The data Start Marker

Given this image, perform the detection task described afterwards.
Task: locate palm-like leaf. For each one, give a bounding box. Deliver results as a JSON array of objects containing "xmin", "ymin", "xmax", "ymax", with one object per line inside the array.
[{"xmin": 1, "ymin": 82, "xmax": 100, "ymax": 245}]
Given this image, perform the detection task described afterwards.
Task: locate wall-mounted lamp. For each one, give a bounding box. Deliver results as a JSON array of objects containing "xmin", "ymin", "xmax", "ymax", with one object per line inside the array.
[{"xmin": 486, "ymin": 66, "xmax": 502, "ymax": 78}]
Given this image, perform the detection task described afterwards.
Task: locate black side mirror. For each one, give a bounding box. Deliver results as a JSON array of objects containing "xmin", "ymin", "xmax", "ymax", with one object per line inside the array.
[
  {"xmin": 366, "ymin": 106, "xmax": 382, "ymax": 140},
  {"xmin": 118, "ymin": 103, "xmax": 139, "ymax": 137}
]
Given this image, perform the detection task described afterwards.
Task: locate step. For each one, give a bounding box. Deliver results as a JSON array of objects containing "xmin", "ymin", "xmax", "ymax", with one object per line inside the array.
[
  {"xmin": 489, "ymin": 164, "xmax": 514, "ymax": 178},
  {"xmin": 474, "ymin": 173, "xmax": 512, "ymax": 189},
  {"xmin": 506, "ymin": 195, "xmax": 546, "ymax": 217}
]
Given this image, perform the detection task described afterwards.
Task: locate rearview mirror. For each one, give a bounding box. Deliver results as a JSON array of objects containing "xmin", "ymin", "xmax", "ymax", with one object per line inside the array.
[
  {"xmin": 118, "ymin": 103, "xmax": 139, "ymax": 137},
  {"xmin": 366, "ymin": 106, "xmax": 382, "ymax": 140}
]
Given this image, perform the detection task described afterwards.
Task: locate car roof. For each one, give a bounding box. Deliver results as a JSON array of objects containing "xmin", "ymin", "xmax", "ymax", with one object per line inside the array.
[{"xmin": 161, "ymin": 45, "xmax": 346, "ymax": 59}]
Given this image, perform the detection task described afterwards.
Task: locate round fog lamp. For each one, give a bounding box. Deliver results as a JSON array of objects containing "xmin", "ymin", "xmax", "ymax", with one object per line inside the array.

The data End Marker

Your instructions = Nothing in the data may be omitted; transcribe it exactly.

Answer area =
Given this image, perform the detection task described afterwards.
Task: locate palm-like leaf. For each one, give a bounding box. Deliver results as a JSON array of objects containing "xmin", "ymin", "xmax", "ymax", with one object per line inside the array.
[{"xmin": 1, "ymin": 82, "xmax": 100, "ymax": 245}]
Given this image, perform the detection task described afterwards.
Task: locate wall-mounted lamp. For each one, give a bounding box. Deliver results as a JSON array of objects containing "xmin", "ymin", "xmax", "ymax", with one object per line inside the array.
[{"xmin": 486, "ymin": 66, "xmax": 502, "ymax": 78}]
Given this image, perform the detection task described afterwards.
Task: locate black side mirror. For each one, give a bounding box. Deliver results as a JSON array of objects containing "xmin", "ymin", "xmax", "ymax", with one object per line inside the array.
[
  {"xmin": 366, "ymin": 106, "xmax": 382, "ymax": 140},
  {"xmin": 118, "ymin": 103, "xmax": 139, "ymax": 137}
]
Given this image, perform the detection task described afterwards.
Task: locate step. For each one, give a bounding box. Deliver results as a JSON array of objects containing "xmin", "ymin", "xmax", "ymax", with one object per line inside the array.
[
  {"xmin": 489, "ymin": 164, "xmax": 514, "ymax": 178},
  {"xmin": 474, "ymin": 173, "xmax": 512, "ymax": 189},
  {"xmin": 506, "ymin": 195, "xmax": 546, "ymax": 217}
]
Given this image, perform the detection task described afterwards.
Task: locate rearview mirror. For each one, give a bounding box. Deliver results as a JSON array of objects containing "xmin", "ymin", "xmax", "ymax", with one object per line inside the array.
[
  {"xmin": 118, "ymin": 103, "xmax": 139, "ymax": 137},
  {"xmin": 366, "ymin": 106, "xmax": 382, "ymax": 140}
]
Given this image, perform the detection task described afterwards.
Task: locate car roof. For each one, give a bounding box. Deliver results as a JSON array of objects containing "xmin", "ymin", "xmax", "ymax", with one object per line inside the array.
[{"xmin": 161, "ymin": 45, "xmax": 346, "ymax": 59}]
Given this image, perform the detection task described afterwards.
Task: locate round fog lamp. For each one, give a bounding box. Deliver results as a JSON array of objects containing "xmin", "ymin", "xmax", "ymax", with one object per line inside the array.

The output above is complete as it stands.